EXERCISE =
Return the lines below verbatim, from the line with "Return the mask of every instance of the flowering" to the line with "MULTIPOLYGON (((189 399, 238", both included, and nothing else.

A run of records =
=======

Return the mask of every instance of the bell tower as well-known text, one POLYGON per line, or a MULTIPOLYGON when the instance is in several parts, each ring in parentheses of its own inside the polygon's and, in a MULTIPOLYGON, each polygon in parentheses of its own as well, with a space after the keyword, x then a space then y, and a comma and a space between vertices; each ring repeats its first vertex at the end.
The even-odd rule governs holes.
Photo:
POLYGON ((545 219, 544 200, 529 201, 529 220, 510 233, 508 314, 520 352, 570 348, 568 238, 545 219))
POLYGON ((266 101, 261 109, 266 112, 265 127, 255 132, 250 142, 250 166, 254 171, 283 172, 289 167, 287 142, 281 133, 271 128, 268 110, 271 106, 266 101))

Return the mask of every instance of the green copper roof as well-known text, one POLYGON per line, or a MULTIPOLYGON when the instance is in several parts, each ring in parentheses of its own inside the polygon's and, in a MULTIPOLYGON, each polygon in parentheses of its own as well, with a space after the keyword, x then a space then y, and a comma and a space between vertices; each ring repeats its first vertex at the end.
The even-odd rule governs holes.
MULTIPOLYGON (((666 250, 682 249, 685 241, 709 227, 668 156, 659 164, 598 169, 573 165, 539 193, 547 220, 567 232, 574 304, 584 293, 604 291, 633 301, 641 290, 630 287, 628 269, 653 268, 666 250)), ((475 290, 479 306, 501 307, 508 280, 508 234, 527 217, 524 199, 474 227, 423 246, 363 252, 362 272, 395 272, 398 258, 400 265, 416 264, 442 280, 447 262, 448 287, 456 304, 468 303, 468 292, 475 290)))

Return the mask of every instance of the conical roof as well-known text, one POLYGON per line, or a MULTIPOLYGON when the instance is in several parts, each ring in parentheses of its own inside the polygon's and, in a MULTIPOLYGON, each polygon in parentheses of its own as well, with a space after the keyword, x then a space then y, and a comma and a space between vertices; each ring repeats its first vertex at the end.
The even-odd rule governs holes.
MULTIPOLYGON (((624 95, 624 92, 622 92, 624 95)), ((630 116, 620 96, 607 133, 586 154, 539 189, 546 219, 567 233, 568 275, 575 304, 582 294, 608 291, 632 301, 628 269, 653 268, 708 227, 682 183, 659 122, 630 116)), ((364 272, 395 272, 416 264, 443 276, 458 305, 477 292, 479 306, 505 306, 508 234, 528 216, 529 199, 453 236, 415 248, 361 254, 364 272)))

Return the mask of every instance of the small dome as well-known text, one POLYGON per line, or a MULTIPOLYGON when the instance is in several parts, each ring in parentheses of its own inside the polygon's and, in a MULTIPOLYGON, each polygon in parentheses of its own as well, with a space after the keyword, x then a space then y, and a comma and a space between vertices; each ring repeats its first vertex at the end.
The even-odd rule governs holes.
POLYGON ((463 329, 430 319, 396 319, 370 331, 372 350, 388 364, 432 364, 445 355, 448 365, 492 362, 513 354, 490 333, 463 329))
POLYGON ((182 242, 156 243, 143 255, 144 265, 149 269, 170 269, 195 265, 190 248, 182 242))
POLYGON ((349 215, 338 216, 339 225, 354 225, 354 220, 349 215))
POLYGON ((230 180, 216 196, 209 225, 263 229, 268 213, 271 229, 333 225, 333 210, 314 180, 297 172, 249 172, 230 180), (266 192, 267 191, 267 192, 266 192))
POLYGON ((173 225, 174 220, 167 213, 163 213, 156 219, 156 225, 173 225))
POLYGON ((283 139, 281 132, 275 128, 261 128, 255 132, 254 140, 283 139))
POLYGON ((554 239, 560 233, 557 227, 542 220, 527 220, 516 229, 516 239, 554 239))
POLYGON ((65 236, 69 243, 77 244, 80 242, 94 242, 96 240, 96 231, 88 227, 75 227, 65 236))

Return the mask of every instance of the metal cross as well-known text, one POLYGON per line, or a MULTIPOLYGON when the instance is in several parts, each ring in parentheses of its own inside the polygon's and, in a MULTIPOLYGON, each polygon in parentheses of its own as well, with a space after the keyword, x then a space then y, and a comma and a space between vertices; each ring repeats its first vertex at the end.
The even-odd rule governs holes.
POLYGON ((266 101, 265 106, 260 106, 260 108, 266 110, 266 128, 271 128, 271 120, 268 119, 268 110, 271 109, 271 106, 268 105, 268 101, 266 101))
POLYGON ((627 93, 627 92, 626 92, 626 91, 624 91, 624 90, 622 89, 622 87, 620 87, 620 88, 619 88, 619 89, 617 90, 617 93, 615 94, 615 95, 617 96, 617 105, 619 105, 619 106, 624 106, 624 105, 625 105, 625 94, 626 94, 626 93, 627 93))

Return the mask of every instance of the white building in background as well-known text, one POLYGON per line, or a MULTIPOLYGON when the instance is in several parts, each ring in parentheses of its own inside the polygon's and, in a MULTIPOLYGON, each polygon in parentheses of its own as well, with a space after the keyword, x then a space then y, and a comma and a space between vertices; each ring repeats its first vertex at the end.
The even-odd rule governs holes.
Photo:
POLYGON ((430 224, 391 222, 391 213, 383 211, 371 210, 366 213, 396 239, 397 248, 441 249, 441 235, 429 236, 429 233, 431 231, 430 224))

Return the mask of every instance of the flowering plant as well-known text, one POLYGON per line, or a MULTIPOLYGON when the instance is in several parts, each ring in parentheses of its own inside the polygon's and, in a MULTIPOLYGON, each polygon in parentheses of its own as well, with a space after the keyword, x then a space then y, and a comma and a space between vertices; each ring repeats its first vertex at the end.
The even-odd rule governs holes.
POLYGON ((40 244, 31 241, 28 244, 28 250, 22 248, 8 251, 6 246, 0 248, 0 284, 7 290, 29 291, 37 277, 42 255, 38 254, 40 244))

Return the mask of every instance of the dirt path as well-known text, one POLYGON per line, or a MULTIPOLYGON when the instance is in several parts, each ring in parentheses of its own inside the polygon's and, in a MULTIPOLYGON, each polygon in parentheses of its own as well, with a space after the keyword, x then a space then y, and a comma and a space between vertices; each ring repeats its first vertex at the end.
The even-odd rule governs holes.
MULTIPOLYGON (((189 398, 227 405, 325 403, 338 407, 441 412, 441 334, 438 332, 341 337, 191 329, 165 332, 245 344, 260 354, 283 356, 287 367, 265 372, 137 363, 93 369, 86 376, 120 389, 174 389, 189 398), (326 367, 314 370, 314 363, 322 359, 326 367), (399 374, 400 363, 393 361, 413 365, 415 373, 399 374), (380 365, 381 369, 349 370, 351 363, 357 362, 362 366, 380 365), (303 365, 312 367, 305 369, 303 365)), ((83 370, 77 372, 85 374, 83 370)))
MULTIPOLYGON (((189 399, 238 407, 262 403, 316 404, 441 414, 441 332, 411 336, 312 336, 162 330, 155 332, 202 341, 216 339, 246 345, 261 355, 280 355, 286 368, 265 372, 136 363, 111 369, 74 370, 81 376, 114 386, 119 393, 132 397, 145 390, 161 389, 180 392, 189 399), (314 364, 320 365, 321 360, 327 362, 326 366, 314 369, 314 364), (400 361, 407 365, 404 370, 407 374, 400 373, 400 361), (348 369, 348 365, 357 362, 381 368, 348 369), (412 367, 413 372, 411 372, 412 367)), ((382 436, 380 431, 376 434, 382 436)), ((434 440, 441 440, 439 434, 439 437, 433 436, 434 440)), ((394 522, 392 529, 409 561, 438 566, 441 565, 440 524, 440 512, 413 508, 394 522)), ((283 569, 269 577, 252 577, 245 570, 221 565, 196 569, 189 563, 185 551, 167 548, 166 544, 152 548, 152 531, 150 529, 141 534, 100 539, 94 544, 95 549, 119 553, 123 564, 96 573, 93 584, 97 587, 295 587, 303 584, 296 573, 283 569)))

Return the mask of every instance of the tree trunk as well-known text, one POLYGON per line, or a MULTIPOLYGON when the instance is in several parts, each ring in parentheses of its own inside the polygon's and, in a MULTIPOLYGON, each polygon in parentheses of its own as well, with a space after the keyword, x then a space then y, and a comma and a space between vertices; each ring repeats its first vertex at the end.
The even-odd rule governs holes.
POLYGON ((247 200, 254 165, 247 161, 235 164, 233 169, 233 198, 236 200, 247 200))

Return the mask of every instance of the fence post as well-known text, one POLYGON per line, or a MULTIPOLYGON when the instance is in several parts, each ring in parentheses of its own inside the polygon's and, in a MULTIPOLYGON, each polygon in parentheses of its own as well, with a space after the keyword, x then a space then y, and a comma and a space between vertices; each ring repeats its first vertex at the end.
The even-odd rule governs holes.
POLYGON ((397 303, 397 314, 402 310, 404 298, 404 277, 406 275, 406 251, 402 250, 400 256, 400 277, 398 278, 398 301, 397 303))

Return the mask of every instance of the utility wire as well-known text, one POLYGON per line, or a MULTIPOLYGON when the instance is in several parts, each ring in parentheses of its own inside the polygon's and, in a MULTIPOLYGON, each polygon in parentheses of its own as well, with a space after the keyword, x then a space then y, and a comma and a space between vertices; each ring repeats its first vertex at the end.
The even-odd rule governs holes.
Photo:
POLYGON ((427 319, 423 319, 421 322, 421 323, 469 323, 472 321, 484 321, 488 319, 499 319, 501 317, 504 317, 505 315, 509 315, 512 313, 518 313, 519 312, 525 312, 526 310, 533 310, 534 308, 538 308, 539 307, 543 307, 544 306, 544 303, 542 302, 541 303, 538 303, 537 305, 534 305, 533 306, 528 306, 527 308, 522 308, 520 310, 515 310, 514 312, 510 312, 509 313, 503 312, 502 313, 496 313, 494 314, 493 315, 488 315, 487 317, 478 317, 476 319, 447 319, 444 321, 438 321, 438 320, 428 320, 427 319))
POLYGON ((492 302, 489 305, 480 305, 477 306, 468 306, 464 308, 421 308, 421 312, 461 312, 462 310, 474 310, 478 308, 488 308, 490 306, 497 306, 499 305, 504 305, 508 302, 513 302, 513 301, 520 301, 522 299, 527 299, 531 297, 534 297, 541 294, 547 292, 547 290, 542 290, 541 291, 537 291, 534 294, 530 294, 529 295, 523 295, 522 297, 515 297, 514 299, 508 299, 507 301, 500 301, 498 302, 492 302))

=======

WORKED SOLUTION =
Return the mask of every instance of the flowering plant as well-known text, one POLYGON per line, or a MULTIPOLYGON when the instance is in several parts, each ring in parentheses of its own inside the polygon's and, in a MULTIPOLYGON, each polygon in parentheses of its own as well, with a space after the keyword, x then a space then y, and a comma and a space between vertices; each ring repeats its first vertex at the end.
The even-odd rule governs holes.
POLYGON ((40 244, 31 241, 28 244, 28 250, 22 248, 8 251, 6 246, 0 248, 0 284, 7 290, 29 291, 37 277, 42 255, 38 254, 40 244))

Return the mask of every instance of the dirt path as well-known text, one POLYGON per line, or a MULTIPOLYGON when the instance is in several parts, each ring in parentheses of its own inside the polygon's and, in a MULTIPOLYGON, each polygon in parentheses of its own as well, with a space after the keyword, x then a space then y, and a comma and a space between vertices; each ring repeats its first vertex at the end.
The even-odd rule governs holes.
MULTIPOLYGON (((189 398, 227 405, 325 403, 338 407, 441 412, 441 334, 438 332, 341 337, 191 329, 165 332, 245 344, 260 354, 283 356, 287 367, 265 372, 137 363, 93 369, 86 376, 120 389, 174 389, 189 398), (326 367, 314 370, 314 363, 322 359, 326 367), (399 374, 400 363, 393 361, 413 365, 415 373, 399 374), (380 365, 381 369, 349 370, 351 363, 357 362, 362 366, 380 365), (303 365, 312 367, 305 369, 303 365)), ((83 370, 77 372, 85 374, 83 370)))
MULTIPOLYGON (((189 399, 238 407, 262 403, 316 404, 441 414, 441 332, 411 336, 312 336, 162 330, 155 332, 202 341, 216 339, 246 345, 261 355, 280 355, 286 368, 265 372, 136 363, 111 369, 74 370, 81 376, 114 386, 119 393, 132 397, 145 390, 161 389, 180 392, 189 399), (314 364, 320 365, 321 360, 327 362, 326 366, 314 369, 314 364), (400 361, 407 365, 404 370, 407 374, 400 373, 400 361), (348 369, 348 365, 357 362, 381 368, 348 369), (412 367, 413 372, 411 372, 412 367)), ((382 436, 380 431, 376 434, 382 436)), ((434 440, 441 440, 439 434, 439 437, 433 436, 434 440)), ((394 522, 392 529, 409 561, 438 566, 441 565, 440 524, 440 512, 413 508, 394 522)), ((283 569, 269 577, 252 577, 245 570, 221 565, 196 569, 189 563, 185 551, 167 548, 166 544, 152 548, 152 531, 150 529, 141 534, 100 539, 94 544, 95 549, 119 553, 123 564, 96 573, 93 584, 97 587, 295 587, 303 584, 296 573, 283 569)))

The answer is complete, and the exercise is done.